- Task description: Copy each of the entries below faithfully, setting aside any pictures.

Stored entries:
# # # # #
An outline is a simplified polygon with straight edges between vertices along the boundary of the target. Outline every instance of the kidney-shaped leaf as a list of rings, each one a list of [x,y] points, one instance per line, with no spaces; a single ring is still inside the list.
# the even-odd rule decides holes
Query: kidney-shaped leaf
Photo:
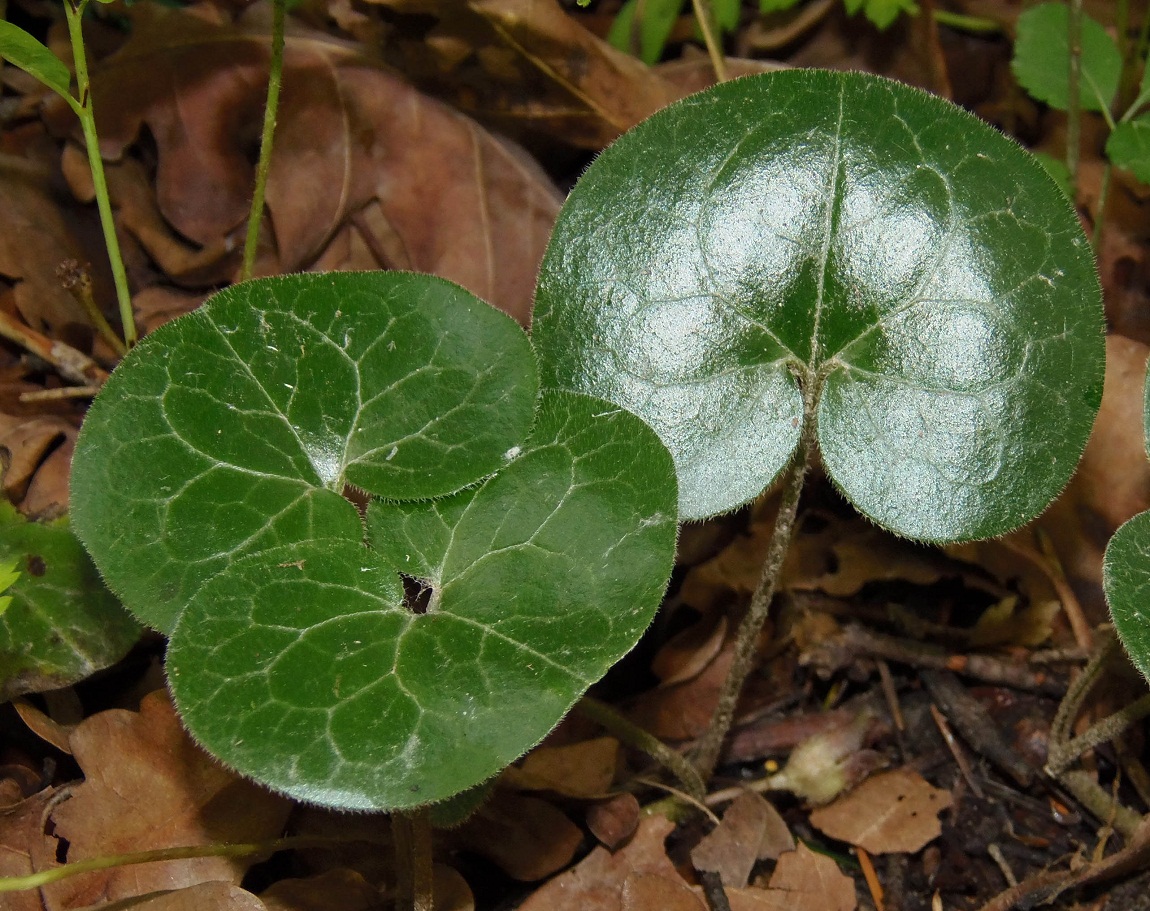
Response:
[[[770,483],[806,395],[864,513],[1000,534],[1066,483],[1102,396],[1098,282],[1050,178],[864,74],[738,79],[622,137],[560,214],[532,338],[545,385],[656,429],[685,518]]]
[[[223,761],[301,799],[405,807],[521,756],[635,644],[670,571],[674,465],[634,415],[551,392],[477,491],[369,515],[374,551],[308,541],[216,575],[168,673]],[[423,613],[397,574],[415,569]]]
[[[536,396],[522,330],[443,280],[235,285],[145,338],[92,404],[72,525],[112,590],[170,633],[246,553],[361,539],[345,484],[414,499],[491,474]]]
[[[1150,429],[1150,377],[1143,403],[1143,428]],[[1145,446],[1150,457],[1150,436]],[[1150,680],[1150,512],[1138,513],[1110,538],[1102,584],[1118,637],[1134,666]]]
# # # # #
- Worked answer:
An outline is a simplified polygon with straight edges between vertices along the boundary of the target. Outline every instance of the kidney-shaped leaf as a list of rings, each one a list of [x,y] points, one instance per line, with no spaces; a single ring is still inside the list.
# the even-odd rule decides holes
Query: kidney-shaped leaf
Photo:
Response:
[[[770,483],[806,395],[864,513],[1000,534],[1066,483],[1102,396],[1098,282],[1050,178],[864,74],[738,79],[622,137],[560,214],[532,338],[545,385],[656,429],[685,518]]]
[[[223,761],[301,799],[405,807],[521,756],[635,644],[670,571],[674,465],[634,415],[551,392],[477,491],[369,515],[374,551],[308,541],[216,575],[168,673]],[[423,613],[397,574],[415,569]]]
[[[536,396],[522,330],[443,280],[235,285],[145,338],[92,404],[72,525],[112,590],[170,633],[246,553],[361,539],[345,484],[414,499],[491,474]]]
[[[1150,429],[1150,377],[1143,403],[1143,428]],[[1145,446],[1150,457],[1150,436]],[[1150,680],[1150,512],[1138,513],[1110,538],[1102,584],[1118,637],[1134,666]]]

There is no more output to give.